§ To be done
Repeat exactly the stretch of lines that starts with the one containing "Where can the sliced" and ends with the last line of the material. Leave out pictures.

Data listing:
>> Begin
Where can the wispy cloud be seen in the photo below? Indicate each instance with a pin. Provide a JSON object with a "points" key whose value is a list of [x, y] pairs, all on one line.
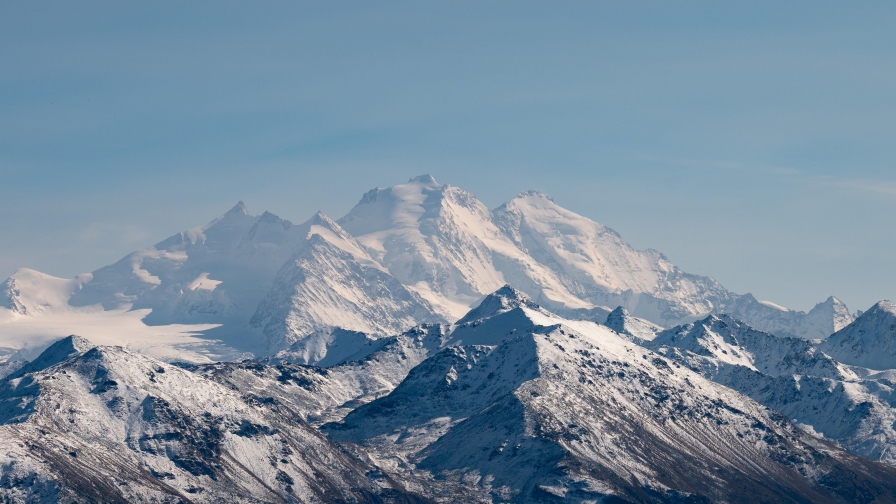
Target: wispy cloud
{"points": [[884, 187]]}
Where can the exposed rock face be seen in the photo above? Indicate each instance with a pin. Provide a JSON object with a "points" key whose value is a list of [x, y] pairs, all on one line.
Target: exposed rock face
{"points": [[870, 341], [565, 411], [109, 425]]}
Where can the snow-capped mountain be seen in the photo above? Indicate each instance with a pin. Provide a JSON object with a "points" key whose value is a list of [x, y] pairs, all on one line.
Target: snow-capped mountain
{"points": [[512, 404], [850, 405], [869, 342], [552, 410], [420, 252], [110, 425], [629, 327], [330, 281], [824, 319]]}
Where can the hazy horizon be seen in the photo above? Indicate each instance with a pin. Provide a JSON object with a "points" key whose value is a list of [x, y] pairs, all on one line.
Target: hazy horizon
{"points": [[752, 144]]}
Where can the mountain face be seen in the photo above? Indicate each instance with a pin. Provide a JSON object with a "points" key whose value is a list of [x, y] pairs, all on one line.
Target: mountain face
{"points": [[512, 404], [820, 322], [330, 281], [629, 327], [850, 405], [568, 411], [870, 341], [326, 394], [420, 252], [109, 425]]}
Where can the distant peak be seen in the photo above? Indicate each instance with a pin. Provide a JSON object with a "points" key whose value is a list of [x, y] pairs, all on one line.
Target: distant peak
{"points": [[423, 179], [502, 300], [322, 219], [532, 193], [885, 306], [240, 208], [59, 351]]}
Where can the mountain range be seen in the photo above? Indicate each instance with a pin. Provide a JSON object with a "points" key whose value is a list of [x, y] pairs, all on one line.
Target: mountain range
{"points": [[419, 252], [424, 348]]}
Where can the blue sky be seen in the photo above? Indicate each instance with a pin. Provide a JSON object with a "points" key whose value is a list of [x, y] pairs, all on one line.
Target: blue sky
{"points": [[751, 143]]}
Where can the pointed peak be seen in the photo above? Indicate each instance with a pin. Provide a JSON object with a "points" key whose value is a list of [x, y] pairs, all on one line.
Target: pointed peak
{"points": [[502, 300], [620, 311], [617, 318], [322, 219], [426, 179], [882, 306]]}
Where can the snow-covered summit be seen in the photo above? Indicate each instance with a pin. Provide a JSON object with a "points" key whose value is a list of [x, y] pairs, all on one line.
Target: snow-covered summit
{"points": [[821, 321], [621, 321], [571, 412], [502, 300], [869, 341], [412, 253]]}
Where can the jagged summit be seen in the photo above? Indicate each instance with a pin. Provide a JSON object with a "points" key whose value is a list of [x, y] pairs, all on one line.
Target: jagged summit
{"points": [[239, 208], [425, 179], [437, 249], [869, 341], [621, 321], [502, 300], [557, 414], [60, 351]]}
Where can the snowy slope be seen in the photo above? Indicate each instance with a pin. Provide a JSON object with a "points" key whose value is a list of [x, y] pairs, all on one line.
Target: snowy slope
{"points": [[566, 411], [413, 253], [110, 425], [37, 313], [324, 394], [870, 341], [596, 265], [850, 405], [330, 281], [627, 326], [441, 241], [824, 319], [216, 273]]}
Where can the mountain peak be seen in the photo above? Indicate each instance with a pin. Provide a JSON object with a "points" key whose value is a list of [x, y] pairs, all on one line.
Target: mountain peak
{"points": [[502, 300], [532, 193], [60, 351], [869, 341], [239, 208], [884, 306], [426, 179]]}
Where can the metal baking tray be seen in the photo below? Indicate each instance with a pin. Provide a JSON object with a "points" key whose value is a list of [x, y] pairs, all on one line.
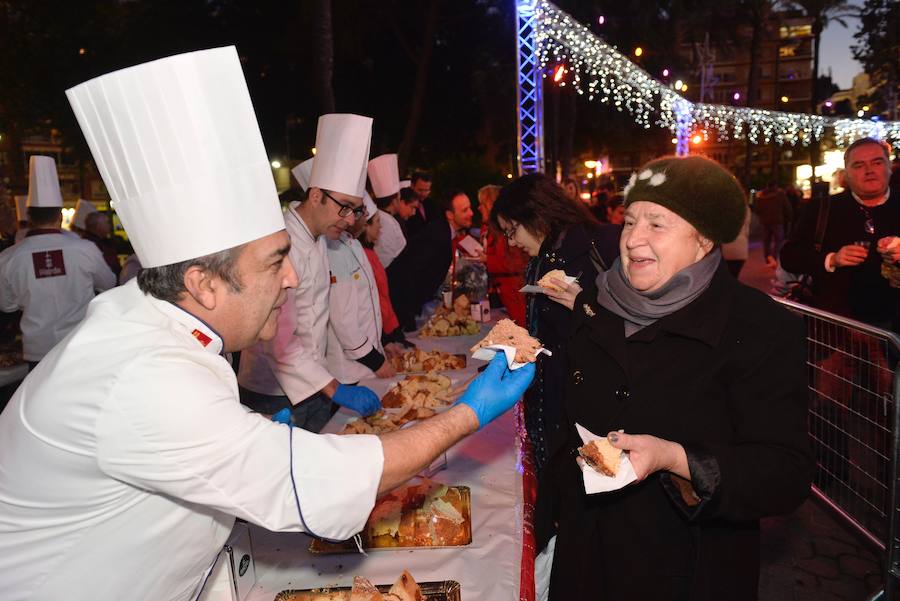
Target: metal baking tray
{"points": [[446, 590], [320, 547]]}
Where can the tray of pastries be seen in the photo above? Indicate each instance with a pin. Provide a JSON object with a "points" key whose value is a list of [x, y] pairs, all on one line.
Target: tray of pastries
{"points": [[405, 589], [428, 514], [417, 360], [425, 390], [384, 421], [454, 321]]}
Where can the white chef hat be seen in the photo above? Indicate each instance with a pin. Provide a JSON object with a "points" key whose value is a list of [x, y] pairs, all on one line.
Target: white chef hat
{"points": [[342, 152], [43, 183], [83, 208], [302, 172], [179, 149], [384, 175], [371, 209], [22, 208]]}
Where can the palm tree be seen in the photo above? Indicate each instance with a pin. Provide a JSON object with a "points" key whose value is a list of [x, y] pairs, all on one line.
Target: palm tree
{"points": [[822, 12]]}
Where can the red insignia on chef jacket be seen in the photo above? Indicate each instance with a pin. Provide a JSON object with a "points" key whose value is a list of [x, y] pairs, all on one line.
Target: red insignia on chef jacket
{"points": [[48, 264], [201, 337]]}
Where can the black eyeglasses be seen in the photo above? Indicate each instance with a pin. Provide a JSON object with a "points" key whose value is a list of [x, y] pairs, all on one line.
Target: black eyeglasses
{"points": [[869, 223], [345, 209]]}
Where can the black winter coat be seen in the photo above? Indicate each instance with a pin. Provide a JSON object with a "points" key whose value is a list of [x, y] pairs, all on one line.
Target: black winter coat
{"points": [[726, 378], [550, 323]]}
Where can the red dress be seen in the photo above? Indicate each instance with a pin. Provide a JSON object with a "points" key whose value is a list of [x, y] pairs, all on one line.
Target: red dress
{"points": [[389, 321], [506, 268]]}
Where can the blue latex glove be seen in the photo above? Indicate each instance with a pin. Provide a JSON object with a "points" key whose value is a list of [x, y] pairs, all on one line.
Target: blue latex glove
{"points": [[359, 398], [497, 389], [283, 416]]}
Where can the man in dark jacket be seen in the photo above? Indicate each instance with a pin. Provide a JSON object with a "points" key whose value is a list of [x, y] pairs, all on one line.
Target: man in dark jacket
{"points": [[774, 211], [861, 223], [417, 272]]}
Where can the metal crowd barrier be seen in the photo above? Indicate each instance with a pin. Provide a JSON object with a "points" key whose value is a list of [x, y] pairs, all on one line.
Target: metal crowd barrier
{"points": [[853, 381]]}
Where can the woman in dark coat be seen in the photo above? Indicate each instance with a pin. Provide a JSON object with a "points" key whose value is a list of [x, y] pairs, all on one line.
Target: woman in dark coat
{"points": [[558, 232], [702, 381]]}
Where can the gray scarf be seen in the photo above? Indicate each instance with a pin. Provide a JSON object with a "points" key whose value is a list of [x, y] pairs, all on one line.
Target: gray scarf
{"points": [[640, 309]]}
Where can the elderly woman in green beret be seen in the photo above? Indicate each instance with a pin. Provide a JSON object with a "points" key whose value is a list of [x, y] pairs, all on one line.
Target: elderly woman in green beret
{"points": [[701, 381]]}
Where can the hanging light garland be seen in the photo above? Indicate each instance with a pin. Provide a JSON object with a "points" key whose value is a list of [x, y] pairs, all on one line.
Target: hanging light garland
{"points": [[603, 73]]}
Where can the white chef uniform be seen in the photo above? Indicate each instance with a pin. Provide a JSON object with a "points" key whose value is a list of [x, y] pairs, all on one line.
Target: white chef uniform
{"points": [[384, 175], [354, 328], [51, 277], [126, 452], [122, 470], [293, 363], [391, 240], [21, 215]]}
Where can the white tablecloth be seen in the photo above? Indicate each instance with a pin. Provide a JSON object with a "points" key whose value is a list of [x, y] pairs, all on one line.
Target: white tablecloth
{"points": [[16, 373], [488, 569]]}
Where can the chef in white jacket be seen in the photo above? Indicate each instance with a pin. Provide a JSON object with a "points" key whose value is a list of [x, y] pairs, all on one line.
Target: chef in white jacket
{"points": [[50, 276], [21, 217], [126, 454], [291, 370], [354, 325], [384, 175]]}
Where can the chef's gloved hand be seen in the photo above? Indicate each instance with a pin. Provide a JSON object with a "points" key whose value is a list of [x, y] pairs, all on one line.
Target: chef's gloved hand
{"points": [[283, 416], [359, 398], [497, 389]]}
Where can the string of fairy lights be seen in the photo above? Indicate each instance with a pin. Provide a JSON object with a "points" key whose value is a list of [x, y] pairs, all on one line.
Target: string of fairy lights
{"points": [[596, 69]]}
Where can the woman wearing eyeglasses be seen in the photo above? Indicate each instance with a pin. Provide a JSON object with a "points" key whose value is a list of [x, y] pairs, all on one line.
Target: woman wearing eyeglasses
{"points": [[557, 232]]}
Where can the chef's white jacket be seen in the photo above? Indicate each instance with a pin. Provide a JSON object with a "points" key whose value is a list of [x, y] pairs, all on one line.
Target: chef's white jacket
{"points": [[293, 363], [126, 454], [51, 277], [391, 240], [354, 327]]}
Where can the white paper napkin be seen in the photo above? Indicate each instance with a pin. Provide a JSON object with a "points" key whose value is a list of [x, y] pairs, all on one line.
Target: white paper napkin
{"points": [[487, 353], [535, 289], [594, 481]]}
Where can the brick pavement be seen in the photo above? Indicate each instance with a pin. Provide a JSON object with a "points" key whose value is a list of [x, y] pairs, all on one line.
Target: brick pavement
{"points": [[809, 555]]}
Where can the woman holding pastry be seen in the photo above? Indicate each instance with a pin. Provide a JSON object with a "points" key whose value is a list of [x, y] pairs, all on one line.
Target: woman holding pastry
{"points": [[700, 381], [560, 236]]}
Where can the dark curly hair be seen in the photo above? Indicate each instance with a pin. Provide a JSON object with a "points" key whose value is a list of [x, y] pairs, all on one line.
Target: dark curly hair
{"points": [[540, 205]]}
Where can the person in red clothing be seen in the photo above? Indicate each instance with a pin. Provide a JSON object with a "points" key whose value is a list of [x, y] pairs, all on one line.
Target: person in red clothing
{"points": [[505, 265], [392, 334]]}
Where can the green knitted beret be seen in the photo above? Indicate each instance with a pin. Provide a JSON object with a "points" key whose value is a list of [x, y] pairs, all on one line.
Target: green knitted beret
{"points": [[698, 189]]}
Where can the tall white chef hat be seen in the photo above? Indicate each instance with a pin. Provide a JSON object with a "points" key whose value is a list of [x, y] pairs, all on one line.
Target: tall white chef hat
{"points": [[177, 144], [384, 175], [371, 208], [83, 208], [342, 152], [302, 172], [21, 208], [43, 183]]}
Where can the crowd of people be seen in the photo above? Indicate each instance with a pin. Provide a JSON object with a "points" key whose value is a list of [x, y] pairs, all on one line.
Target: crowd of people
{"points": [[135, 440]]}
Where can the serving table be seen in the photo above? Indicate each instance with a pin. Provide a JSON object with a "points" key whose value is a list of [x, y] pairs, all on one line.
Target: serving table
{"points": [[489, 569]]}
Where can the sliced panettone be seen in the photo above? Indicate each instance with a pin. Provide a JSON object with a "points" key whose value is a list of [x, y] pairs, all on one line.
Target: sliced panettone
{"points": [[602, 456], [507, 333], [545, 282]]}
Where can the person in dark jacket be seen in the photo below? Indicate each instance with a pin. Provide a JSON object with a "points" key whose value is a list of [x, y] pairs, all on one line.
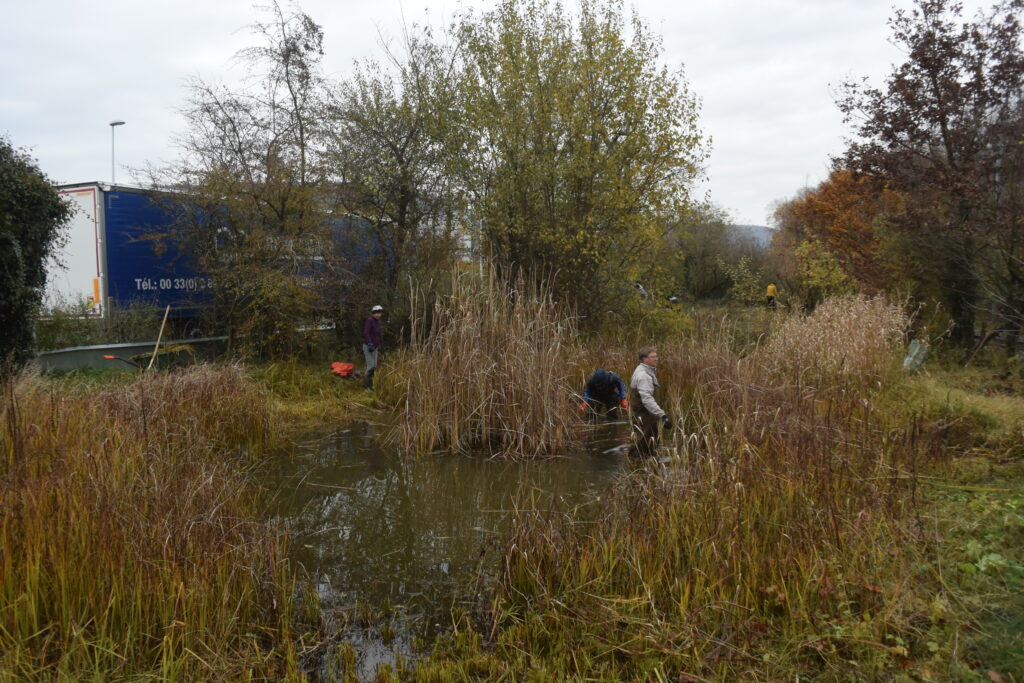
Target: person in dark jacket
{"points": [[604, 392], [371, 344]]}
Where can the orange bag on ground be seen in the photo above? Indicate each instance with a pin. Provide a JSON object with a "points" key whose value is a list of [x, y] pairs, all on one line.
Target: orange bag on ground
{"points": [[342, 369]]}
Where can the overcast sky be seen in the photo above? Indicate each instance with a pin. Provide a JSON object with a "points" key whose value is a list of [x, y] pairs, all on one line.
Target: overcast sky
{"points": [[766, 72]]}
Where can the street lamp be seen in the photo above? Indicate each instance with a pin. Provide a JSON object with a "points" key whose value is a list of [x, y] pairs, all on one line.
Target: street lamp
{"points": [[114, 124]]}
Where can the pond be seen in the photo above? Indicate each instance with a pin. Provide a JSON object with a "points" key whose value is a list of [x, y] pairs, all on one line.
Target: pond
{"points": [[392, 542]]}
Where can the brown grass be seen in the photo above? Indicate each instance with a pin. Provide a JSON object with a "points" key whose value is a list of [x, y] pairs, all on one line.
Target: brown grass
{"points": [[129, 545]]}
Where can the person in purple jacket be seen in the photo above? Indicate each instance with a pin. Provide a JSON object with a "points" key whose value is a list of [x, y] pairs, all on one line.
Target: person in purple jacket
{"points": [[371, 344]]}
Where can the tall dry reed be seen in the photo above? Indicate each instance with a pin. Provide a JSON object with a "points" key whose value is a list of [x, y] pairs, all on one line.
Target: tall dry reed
>> End
§ Solved exercise
Where can the sliced panettone be seen in the photo above? Indicate each instance with a pin. Provide a JSON object with a "points" key whose value is a list of [x, y] pairs, all on one line.
Target: sliced panettone
{"points": [[602, 456], [507, 333], [545, 282]]}
Where can the person in dark jacket be seen in the photo below? Indicate each instance with a pin. Provide a JSON object with a "points" key whose value is a list of [x, y] pairs, all on one line.
Target: person in dark jacket
{"points": [[604, 392], [371, 344]]}
Where can the orange bag on ground be seen in the photo above? Indicate each instance with a pin. Provide a JSON object with a "points" key whose value is a list of [x, y] pairs, all on one line.
Target: orange bag on ground
{"points": [[342, 369]]}
Where can the overcast sky be seen in the photo above? Indicate each instance with a pin. Provide a JSON object with a "points" key whose value is a list of [x, y] pairs, all on one line.
Target: overcast sky
{"points": [[766, 72]]}
Where can the street lamp be seen in the photo above? Indicate each instance with a pin. Provide a JSON object with a "points" key whose value is a list of [x, y] pairs, all on one line.
Target: street lamp
{"points": [[114, 124]]}
Where can the pond be seen in the photo above? Indicate each instance with a pin. Provide a JSON object with a "points" key whose value is a list of [x, y] pairs, all on one line.
Target: pond
{"points": [[392, 542]]}
Where can the brown grass be seen in the photo above? Indicate each instance with a pin. Provide a JSON object with a "points" key whose value is a list of [x, y] pairs, all on one line.
Target: brown grass
{"points": [[129, 545]]}
Where can the person in purple jacket be seen in the photo above? Indicate each instance with a pin. Provide a JSON object with a "points" key whose value is a list of [x, y] pairs, all on one line.
Target: person in purple jacket
{"points": [[371, 344]]}
Where can the tall dry reed be seen in the photo above? Indicate each instance with a pin. Provide a JSON object with a "points" key whose value is a list of [x, y] pairs, all on one line.
Target: tall dry reed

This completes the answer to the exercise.